◆ **Written instruction**
Please transcribe the listing below in full and word for word, without its pictures.

◆ **Input rows**

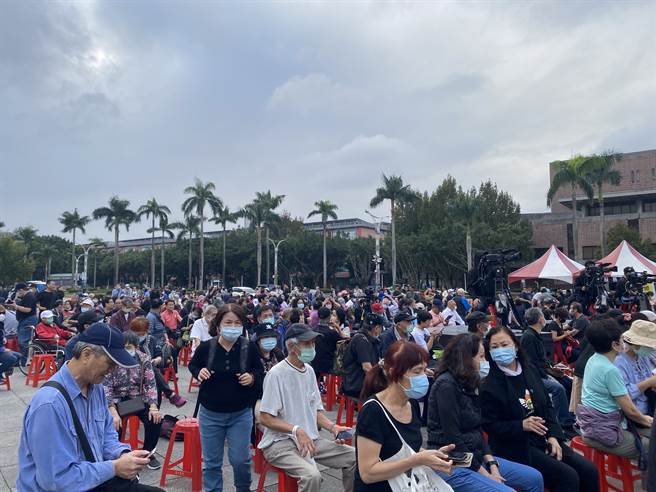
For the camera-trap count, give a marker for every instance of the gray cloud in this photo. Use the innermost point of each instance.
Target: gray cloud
(311, 100)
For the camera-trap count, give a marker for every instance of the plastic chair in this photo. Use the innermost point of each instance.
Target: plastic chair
(190, 464)
(42, 368)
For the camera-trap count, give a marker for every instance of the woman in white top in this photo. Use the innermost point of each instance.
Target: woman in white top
(201, 329)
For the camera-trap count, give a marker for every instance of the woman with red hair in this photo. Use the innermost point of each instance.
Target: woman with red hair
(388, 433)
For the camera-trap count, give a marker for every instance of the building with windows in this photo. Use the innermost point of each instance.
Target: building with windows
(632, 202)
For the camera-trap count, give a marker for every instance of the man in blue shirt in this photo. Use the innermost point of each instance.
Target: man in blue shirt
(50, 455)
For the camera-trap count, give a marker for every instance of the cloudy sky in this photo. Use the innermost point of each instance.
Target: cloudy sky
(312, 100)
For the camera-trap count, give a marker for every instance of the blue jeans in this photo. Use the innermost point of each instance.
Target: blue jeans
(560, 402)
(215, 427)
(8, 359)
(24, 332)
(518, 476)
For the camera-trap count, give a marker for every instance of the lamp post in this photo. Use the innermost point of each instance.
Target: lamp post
(276, 245)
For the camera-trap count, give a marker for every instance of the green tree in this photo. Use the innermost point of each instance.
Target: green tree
(202, 195)
(224, 217)
(601, 170)
(571, 174)
(397, 193)
(326, 209)
(72, 221)
(153, 210)
(117, 214)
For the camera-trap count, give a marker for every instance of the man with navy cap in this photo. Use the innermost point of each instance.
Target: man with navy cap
(68, 440)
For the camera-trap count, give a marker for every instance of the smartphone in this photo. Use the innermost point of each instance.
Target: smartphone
(347, 434)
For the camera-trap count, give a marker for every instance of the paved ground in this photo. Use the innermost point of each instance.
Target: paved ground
(14, 402)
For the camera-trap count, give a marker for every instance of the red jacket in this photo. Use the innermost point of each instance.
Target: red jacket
(47, 333)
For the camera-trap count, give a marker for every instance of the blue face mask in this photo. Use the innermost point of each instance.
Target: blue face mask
(268, 344)
(232, 333)
(418, 387)
(504, 356)
(484, 368)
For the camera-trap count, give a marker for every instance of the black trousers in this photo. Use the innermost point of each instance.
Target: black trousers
(573, 474)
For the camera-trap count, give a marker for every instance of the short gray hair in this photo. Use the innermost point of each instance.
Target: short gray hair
(80, 346)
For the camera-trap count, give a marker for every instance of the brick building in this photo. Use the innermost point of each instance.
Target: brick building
(632, 202)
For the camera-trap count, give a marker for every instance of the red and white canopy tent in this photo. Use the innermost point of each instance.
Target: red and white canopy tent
(553, 265)
(626, 255)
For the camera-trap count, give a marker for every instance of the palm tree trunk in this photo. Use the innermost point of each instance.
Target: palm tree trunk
(223, 269)
(116, 254)
(325, 259)
(152, 254)
(602, 225)
(259, 254)
(201, 261)
(393, 244)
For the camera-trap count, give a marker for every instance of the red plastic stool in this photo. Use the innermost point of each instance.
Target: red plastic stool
(185, 355)
(169, 374)
(285, 482)
(193, 383)
(617, 468)
(42, 367)
(191, 457)
(130, 432)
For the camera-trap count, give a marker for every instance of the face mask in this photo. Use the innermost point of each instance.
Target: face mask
(418, 387)
(231, 333)
(268, 344)
(504, 356)
(307, 355)
(484, 368)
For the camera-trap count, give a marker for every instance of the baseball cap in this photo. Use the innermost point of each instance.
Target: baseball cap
(302, 332)
(404, 316)
(111, 341)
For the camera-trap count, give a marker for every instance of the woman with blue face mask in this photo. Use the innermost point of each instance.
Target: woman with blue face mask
(521, 422)
(229, 369)
(454, 417)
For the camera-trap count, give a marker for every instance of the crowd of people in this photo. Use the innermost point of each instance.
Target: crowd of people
(500, 406)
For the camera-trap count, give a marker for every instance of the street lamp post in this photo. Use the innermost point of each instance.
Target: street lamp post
(276, 245)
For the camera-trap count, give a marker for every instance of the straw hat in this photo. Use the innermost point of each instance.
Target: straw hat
(641, 333)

◆ **The response**
For the camera-trap count, give a marker for every instance of the gray cloud in this photo. Use the innermost point of each instance.
Target: gray cloud
(311, 100)
For the camera-trap count, give a marker for every instance of the plastic chair in this photo. Use the innermost point of each instance.
Target: plastic chair
(190, 464)
(42, 368)
For the camera-trap count, give a marker for every instance of the woman in white top in this photo. Use the innermost point of each instance.
Target: woman in white top
(201, 329)
For the camera-trap count, give a marker for every instance of the woman with red hair in this photo. Use the innermost point of each instance.
Target: woman with red hair
(388, 433)
For the camera-trap count, give a marker for every instance of the building with windows in this photo. Use the innermost point of each instance.
Target: building with windows
(632, 202)
For the camera-trap count, give a marker for every instance of the man in blue shirt in this photo. Use the innermost point of each instance.
Target: man in blue shirt
(50, 455)
For the camera-trap count, give a marker for every instance of the cloudy sky in this photo. Use the innermost point of each instance.
Target: cloudy sky
(312, 100)
For the camera-trap count, give a marker for every instance of the blue jeans in this photo. Use the innermost point of each instance.
Target: blue jeans
(560, 402)
(215, 427)
(8, 359)
(24, 332)
(518, 476)
For the camera-trap count, give a marker for every instance of the lamp post in this photo. Use the innermost point of each instance.
Target: lamp post
(276, 245)
For the camera-trap count, give a marker for every instance of the green tree in this photo. Use the innermost point of each instance.
Target: green tree
(202, 195)
(224, 217)
(601, 170)
(571, 174)
(397, 193)
(326, 209)
(72, 221)
(153, 210)
(117, 214)
For the camera-trap count, give a marker for every instance of the man with navy cap in this photo. Use the innermost point of each instance.
Target: man with navy cap
(68, 440)
For the camera-trap count, give a marker for every instance of the smartphone in this photo. Use the innermost point of each instance.
Target: smartphone
(347, 434)
For the camera-trap count, give a marker for every instance of the paved ground in this photo. Use the innermost point of each instance.
Target: paved ground
(14, 402)
For the camera-trap count, give a marker for every instance of the red jacket in this photo. Use the innermost point of each instance.
Target: red jacket
(47, 333)
For the camera-trap count, give a marker for every instance of the blue face mask in this photo. Use the innermost point of each instance.
Target: blue face mask
(268, 344)
(232, 333)
(418, 387)
(504, 356)
(484, 368)
For the camera-trap count, give a marker for every instance of the black trousers in this photo. Use the innermost point of each instance.
Target: black trousers
(573, 474)
For the camera-trap count, give a marker for every instance of the short gray hair in this photo. Use the innermost point of each instance.
Target: short gray hair
(80, 346)
For the camera-trap count, give a marker for every instance of the brick building in this photo. Use the innermost point of each instance.
Target: brick building
(632, 202)
For the camera-trap count, give a marker for every instance of the red and white canopy tent in this photo. Use the innermost point of each instance.
Target: red and white canopy tent
(553, 265)
(626, 255)
For the camera-trap count, give a marker for every instance of the palm tree trunk in this photo. Use the innermost point of each instance.
Target: palm tree trunk
(223, 269)
(116, 254)
(325, 259)
(152, 254)
(602, 225)
(259, 254)
(201, 261)
(393, 244)
For the camera-trap count, give a marker for every instance of the red plastic stool in this photo. Use the innermost point of each instance.
Target: red plastic stool
(185, 355)
(169, 374)
(285, 482)
(193, 383)
(617, 468)
(42, 367)
(191, 457)
(130, 432)
For the camera-trap count, give a marker for every instance of the face mask in this photo. Use the innermost point of each instance.
Target: face mask
(418, 387)
(231, 333)
(268, 344)
(504, 356)
(307, 355)
(484, 368)
For the camera-trap count, give a marker for every instance of the baseball cap in this photo. Use the innermost point of each instance.
Target: baseball cap
(302, 332)
(404, 316)
(111, 341)
For the camera-trap count, give a marker for every instance of the woman with blue face mask in this photo. Use the innermost point of each instance.
Target: woman with blue face mask
(521, 422)
(229, 369)
(454, 417)
For the camera-trap count, give a marker for every instance of the crowd of people in this photo. Use the innermost point of each instance.
Target: crowd of people
(500, 406)
For the camera-trap count, give a marker for every instance of the street lamp post in this photo. Use the innermost point of each instance.
Target: street lamp post
(276, 245)
For the camera-trap count, give a marker for every instance of the straw hat in this photo. Use the innermost point of each instance.
Target: straw hat
(641, 333)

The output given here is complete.